[Data entries]
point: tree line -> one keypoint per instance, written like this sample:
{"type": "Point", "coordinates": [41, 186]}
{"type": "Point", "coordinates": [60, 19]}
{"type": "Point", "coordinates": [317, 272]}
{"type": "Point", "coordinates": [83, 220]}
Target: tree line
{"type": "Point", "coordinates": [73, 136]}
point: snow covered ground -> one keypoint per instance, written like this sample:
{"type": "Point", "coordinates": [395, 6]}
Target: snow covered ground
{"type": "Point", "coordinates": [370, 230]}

* Written instruction
Could you format every line of the records above as a JSON list of strings, one string per line, with blank lines left out?

* Right answer
[
  "point: tree line -> one keypoint per instance, written like this sample:",
  "{\"type\": \"Point\", \"coordinates\": [41, 186]}",
  "{\"type\": \"Point\", \"coordinates\": [60, 19]}",
  "{\"type\": \"Point\", \"coordinates\": [317, 272]}",
  "{\"type\": \"Point\", \"coordinates\": [83, 220]}",
  "Target: tree line",
  "{\"type\": \"Point\", \"coordinates\": [73, 136]}",
  "point: snow covered ground -> one keypoint per instance, written like this sample:",
  "{\"type\": \"Point\", \"coordinates\": [395, 6]}",
  "Target: snow covered ground",
  "{\"type\": \"Point\", \"coordinates\": [370, 230]}"
]